## TESTO FORNITO

○ ○ ○ ○ ○

I principi della certezza del diritto, della parità di trattamento e di trasparenza, quali contemplati nella direttiva 2014/24/UE del 26 febbraio 2014, sugli appalti pubblici, devono essere interpretati nel senso che essi non ostano a una normativa nazionale, come quella italiana, secondo la quale la mancata indicazione separata dei costi della manodopera, in un’offerta economica presentata nell’ambito di una procedura di aggiudicazione di un appalto pubblico, comporta l’esclusione della medesima offerta senza possibilità di soccorso istruttorio, anche nell’ipotesi in cui l’obbligo di indicare i suddetti costi separatamente non fosse specificato nella documentazione della gara d’appalto, sempreché tale condizione e tale possibilità di esclusione siano chiaramente previste dalla normativa nazionale relativa alle procedure di appalti pubblici espressamente richiamata in detta documentazione.

Tuttavia, se le disposizioni della gara d’appalto non consentono agli offerenti di indicare i costi in questione nelle loro offerte economiche, i principi di trasparenza e di proporzionalità devono essere interpretati nel senso che essi non ostano alla possibilità di consentire agli offerenti di sanare la loro situazione e di ottemperare agli obblighi previsti dalla normativa nazionale in materia entro un termine stabilito dall’amministrazione aggiudicatrice.

CGUE, sez. IX, 2 maggio 2019, causa n. C-309-18 [1], Presidente Jürimäe, Avvocato generale: Sánchez-Bordona

A margine

La Corte si pronuncia su una domanda di pronuncia pregiudiziale proposta dal Tar Lazio con ordinanza n. 4562 del 24 marzo 2018 [2], nell’ambito di una controversia tra un’impresa, seconda classificata in una gara sopra soglia, e una serie di Comuni, in merito all’aggiudicazione di tale appalto a una altra società che ha omesso di indicare separatamente i costi della manodopera nella propria offerta economica in quanto il bando di gara non richiedeva espressamente tale obbligo come prescritto all’articolo 95, comma 10, del codice dei contratti pubblici [3].

○ ○ ○ ○ ○

## DATI ESTRATTI
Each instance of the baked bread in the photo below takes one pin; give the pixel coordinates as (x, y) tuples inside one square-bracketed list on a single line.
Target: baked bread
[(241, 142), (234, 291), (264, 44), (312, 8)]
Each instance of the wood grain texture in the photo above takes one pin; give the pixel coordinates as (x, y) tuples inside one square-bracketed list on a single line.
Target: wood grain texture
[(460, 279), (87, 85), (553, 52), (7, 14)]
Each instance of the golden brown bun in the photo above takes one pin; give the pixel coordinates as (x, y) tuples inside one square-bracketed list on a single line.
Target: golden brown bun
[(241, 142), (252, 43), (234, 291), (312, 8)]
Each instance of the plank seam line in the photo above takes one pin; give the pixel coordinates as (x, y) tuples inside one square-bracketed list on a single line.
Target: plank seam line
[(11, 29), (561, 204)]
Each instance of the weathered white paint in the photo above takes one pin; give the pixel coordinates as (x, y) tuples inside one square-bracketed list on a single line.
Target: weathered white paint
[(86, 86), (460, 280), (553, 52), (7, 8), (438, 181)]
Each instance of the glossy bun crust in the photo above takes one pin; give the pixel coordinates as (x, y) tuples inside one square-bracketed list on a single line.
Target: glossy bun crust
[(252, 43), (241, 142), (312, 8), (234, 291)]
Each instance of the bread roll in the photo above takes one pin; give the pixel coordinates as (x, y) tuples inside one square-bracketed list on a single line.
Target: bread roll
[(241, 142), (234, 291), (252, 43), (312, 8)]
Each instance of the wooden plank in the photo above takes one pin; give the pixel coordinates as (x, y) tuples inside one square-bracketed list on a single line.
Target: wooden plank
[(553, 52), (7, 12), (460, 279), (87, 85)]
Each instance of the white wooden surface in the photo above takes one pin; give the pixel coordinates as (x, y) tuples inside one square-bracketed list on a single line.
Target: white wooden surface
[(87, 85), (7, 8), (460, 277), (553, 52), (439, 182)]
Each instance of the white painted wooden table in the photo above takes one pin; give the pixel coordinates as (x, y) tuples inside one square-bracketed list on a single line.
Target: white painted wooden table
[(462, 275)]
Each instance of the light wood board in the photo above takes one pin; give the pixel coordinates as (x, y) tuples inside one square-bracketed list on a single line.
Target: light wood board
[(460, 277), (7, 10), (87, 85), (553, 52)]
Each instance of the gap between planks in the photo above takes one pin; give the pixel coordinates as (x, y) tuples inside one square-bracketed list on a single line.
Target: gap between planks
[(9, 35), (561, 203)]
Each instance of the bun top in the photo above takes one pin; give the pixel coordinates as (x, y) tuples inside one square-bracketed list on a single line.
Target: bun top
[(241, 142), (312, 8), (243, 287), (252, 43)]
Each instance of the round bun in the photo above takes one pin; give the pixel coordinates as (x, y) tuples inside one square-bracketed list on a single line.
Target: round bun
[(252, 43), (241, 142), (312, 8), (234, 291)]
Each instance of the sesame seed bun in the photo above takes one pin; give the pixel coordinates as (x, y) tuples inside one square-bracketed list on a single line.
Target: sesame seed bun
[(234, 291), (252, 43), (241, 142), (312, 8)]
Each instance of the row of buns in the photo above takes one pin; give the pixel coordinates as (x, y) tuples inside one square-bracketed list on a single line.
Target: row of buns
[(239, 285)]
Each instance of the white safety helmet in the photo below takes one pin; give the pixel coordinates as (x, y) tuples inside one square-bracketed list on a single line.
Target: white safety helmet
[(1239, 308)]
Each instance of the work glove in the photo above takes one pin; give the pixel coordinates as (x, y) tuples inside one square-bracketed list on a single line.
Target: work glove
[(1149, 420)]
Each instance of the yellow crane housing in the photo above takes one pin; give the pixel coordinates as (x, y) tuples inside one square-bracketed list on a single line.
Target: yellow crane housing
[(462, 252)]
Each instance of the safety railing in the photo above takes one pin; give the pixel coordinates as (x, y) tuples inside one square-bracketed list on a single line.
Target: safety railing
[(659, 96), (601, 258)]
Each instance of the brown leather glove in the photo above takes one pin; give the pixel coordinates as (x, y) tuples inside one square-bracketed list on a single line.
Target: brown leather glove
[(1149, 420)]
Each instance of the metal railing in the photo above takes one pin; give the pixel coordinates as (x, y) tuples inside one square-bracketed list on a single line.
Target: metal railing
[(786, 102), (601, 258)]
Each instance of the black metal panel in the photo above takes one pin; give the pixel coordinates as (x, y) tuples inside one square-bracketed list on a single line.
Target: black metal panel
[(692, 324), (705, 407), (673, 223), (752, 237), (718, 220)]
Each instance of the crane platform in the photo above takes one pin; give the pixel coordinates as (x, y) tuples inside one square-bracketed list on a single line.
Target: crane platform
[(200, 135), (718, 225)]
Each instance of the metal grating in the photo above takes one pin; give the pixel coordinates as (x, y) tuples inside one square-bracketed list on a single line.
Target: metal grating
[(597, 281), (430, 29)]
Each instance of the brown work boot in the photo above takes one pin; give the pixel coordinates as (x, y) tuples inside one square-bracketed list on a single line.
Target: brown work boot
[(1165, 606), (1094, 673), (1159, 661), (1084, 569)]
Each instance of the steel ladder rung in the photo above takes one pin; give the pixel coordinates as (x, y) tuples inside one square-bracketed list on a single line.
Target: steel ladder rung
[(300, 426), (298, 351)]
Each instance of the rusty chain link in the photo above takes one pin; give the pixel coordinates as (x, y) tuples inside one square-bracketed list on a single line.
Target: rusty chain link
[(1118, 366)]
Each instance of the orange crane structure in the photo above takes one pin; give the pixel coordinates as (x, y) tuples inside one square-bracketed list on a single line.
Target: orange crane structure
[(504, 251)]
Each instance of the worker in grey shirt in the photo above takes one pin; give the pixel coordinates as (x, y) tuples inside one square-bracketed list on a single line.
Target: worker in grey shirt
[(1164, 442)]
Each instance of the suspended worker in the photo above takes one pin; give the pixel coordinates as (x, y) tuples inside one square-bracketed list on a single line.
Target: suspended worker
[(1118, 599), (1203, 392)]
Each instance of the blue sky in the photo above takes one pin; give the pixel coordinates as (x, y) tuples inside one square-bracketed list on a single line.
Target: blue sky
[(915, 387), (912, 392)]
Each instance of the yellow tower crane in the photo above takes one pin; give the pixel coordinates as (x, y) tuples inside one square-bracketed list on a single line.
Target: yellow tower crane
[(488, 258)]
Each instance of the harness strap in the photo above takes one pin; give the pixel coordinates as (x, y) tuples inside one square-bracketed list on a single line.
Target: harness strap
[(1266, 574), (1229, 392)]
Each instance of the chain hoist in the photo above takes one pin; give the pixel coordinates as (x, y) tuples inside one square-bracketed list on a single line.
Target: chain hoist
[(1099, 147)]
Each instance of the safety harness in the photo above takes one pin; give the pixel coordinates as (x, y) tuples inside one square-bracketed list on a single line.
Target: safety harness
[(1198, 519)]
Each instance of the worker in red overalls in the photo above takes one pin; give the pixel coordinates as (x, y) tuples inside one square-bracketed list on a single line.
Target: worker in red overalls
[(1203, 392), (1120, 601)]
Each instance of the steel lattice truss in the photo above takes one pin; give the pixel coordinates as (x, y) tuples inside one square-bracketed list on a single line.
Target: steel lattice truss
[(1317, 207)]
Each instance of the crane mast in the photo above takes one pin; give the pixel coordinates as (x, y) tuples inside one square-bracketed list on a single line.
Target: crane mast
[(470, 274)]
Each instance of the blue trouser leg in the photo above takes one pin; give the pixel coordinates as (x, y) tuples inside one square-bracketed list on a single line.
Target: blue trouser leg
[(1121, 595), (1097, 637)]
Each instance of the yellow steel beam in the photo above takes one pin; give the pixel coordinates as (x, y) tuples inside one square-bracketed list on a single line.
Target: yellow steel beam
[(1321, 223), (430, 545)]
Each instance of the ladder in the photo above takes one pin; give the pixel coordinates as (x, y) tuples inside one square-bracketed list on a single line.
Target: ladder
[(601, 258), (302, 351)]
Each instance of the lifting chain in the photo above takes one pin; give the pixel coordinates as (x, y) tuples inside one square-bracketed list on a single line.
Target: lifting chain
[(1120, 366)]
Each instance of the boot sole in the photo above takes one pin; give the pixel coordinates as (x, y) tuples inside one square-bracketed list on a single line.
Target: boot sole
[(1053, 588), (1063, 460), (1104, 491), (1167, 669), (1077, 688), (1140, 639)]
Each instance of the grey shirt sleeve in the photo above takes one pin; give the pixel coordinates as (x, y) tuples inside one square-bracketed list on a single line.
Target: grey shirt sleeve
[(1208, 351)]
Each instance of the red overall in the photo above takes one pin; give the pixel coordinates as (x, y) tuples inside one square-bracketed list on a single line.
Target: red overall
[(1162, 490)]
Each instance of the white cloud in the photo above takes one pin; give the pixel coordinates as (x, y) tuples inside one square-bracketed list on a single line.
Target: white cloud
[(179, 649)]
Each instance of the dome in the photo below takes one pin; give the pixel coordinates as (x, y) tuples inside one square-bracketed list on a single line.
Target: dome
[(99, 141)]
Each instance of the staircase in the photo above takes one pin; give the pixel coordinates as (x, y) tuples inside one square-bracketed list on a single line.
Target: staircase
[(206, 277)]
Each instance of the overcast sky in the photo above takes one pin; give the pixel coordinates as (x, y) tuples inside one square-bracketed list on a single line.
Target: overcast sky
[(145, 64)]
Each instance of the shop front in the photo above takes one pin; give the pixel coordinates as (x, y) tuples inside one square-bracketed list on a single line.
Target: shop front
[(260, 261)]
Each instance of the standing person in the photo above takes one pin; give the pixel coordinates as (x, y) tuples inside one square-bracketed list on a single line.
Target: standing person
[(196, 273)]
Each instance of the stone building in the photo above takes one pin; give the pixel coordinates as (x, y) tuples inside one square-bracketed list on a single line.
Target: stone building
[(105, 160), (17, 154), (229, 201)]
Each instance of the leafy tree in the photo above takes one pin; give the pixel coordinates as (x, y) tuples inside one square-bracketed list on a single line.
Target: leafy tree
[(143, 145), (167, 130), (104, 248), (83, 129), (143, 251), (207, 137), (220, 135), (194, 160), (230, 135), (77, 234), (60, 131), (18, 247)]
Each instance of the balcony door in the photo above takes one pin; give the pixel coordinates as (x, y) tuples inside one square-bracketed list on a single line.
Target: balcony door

○ ○ ○ ○ ○

## CONSEGNE
1 > Ripeti parola per parola il passo del testo fornito che inizia con "La Corte si" e termina con "contratti pubblici [3].".
2 > Perché, secondo il testo fornito, la società aggiudicataria non aveva indicato separatamente i costi della manodopera nella propria offerta economica? Rispondi in una-tre frasi.

## RISULTATI DELL'ESERCIZIO
1 >
La Corte si pronuncia su una domanda di pronuncia pregiudiziale proposta dal Tar Lazio con ordinanza n. 4562 del 24 marzo 2018 [2], nell’ambito di una controversia tra un’impresa, seconda classificata in una gara sopra soglia, e una serie di Comuni, in merito all’aggiudicazione di tale appalto a una altra società che ha omesso di indicare separatamente i costi della manodopera nella propria offerta economica in quanto il bando di gara non richiedeva espressamente tale obbligo come prescritto all’articolo 95, comma 10, del codice dei contratti pubblici [3].

2 > La società non li aveva indicati perché il bando di gara non richiedeva espressamente questo obbligo. L'obbligo è previsto dall'articolo 95, comma 10, del codice dei contratti pubblici.